Prompt: Please report each line in the listing below that contains the string "outline", treating uppercase and lowercase as different.

Records in a dataset:
=====
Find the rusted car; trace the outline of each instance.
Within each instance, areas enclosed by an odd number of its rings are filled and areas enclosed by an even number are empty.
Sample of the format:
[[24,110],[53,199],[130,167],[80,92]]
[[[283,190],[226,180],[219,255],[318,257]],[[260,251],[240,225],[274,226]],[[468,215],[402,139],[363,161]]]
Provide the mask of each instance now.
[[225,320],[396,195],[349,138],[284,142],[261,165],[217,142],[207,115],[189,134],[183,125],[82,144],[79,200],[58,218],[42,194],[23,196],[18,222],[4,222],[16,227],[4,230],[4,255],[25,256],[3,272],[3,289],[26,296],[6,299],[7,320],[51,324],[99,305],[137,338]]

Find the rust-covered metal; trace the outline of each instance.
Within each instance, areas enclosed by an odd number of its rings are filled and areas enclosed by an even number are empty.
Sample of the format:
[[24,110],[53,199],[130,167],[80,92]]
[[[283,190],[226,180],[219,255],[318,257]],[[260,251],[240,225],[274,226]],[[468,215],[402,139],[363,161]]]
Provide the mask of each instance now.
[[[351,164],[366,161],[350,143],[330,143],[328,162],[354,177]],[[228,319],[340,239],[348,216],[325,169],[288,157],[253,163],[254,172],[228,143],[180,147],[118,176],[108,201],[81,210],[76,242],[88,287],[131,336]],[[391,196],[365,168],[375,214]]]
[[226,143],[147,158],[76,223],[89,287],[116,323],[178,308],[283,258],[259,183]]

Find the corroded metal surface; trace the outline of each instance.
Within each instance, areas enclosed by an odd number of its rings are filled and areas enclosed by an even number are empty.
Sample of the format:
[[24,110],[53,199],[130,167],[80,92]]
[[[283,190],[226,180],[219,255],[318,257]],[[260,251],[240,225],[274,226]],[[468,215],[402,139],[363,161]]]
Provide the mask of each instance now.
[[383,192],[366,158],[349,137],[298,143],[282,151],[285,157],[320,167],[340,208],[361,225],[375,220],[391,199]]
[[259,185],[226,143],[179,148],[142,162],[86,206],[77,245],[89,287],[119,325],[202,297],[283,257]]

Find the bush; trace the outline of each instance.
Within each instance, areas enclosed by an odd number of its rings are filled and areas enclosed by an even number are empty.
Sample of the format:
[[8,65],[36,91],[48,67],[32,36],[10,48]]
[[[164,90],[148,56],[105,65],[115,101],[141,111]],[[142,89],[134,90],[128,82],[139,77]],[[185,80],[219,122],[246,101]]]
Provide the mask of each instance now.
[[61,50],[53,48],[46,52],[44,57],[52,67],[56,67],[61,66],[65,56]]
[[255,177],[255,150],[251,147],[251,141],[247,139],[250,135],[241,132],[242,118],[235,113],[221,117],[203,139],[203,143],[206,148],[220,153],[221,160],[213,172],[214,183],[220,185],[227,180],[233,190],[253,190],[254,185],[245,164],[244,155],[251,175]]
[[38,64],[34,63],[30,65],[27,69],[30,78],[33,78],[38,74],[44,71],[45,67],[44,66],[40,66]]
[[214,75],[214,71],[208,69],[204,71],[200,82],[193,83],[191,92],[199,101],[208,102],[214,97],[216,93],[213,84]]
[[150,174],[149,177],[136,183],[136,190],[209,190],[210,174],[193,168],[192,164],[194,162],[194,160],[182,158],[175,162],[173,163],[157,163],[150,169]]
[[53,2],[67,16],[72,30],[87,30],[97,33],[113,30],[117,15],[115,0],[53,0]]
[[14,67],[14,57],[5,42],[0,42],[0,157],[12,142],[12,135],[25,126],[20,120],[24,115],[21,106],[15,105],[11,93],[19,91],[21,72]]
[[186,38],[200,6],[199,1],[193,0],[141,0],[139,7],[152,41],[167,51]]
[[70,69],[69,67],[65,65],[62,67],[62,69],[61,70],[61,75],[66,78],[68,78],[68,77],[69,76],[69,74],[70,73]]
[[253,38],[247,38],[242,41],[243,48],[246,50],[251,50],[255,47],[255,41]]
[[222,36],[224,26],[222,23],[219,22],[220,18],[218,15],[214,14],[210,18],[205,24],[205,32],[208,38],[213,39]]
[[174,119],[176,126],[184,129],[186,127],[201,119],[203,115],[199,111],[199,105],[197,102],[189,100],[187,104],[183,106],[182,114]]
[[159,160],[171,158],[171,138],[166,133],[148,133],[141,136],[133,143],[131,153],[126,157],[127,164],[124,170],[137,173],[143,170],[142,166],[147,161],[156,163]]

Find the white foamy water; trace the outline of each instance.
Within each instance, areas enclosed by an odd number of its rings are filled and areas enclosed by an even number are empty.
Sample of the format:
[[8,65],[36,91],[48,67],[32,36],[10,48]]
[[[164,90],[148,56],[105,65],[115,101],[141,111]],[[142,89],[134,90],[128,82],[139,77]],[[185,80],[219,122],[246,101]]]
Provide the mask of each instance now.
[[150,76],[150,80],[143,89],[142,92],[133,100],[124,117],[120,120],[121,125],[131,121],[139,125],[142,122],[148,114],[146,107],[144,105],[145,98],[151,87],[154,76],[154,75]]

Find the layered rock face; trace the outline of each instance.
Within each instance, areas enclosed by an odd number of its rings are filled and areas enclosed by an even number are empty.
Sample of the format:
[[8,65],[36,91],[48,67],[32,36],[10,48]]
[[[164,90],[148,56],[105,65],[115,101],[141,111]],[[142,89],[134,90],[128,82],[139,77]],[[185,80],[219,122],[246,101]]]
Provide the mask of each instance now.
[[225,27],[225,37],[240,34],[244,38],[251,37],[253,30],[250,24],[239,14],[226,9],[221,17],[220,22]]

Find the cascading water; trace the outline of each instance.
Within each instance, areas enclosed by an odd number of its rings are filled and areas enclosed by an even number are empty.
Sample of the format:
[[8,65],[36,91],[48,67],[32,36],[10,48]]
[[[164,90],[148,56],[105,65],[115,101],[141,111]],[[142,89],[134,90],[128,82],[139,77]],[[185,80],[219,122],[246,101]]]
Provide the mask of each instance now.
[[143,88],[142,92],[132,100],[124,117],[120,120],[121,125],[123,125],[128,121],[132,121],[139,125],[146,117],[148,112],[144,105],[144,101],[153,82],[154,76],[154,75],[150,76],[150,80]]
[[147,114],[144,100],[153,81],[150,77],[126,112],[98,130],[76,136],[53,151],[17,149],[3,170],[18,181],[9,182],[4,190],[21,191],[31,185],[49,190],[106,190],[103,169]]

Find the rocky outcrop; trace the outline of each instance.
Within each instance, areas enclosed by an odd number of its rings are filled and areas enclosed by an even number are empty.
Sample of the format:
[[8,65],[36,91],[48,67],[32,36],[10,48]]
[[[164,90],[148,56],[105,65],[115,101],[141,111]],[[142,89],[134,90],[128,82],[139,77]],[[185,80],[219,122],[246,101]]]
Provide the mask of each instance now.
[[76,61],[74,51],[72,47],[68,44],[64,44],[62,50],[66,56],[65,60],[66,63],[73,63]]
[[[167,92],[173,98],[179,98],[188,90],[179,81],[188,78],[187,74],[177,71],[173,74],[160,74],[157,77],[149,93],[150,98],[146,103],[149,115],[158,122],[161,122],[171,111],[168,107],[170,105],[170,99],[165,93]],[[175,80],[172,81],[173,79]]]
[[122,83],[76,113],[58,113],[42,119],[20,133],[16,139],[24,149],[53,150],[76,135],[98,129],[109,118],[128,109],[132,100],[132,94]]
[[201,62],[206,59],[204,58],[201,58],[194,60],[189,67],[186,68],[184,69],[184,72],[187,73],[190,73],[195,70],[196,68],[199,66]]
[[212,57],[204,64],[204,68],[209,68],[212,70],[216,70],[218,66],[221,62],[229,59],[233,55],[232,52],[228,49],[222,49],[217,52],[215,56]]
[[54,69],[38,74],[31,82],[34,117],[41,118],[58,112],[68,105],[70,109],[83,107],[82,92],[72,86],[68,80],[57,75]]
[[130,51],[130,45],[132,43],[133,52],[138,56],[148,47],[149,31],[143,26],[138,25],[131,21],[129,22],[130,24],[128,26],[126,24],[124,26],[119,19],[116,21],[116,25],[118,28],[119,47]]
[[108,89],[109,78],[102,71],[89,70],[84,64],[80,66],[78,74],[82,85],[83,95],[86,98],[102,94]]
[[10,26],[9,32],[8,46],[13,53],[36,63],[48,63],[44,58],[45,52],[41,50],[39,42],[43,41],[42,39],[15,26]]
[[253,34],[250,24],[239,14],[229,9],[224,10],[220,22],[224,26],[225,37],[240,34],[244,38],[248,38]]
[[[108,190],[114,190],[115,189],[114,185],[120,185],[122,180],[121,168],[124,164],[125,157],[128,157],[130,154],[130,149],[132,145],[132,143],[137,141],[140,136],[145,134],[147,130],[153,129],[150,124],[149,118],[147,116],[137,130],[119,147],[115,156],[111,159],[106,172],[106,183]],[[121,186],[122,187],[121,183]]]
=====
Completed task:
Find the rusted car; trace the outline of each instance.
Find the rust-covered metal; trace the outline of each instance.
Find the corroded metal surface; trace the outline of each instance.
Find the bush; trace the outline of each instance.
Find the white foamy water; trace the outline of each instance.
Find the layered rock face; trace the outline of each instance.
Find the cascading water; trace the outline of each instance.
Find the rocky outcrop; trace the outline of each instance.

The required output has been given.